(Task description)
Rewrite all the items below, substituting "Instruction" for every occurrence of "Guideline" and leaving everything else as it is. Leave out the pictures.

Items contained in a dataset
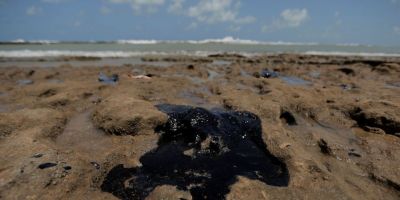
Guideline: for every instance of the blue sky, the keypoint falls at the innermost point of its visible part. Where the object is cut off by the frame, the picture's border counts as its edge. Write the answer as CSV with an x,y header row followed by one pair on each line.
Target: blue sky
x,y
322,21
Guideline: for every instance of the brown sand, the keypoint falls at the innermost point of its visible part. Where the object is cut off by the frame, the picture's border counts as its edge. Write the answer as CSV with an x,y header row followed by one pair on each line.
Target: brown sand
x,y
345,145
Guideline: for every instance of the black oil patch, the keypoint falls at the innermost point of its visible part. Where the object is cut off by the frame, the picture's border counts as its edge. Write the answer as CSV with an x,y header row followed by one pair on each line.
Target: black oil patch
x,y
202,152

(Written answer)
Instruction: for every instance of the blue sky, the keypoint falls at the innermost point of its visible part. Where the object is cut off by the frame, the picture's border counts as its edge. Write the answer as CSV with an x,y header row followed by one pair on each line.
Target: blue sky
x,y
322,21
Instruction: for every instance of the brown sand, the keypoint falls at the innermost point of its visible part. Where the object is cut off by the frame, the picture's border counts as its edge. Write the answer as CSV with an x,y header row followed by one pair on each line.
Target: brown sand
x,y
345,145
Instruction: for every instance of the black oil patch, the keypoint falls at the innermost point of its visible part. Where the object is cut off by the frame, the picture's border counts as its edge. Write the answer as CSV with an x,y header row followed by one pair on each line.
Target: black oil patch
x,y
202,152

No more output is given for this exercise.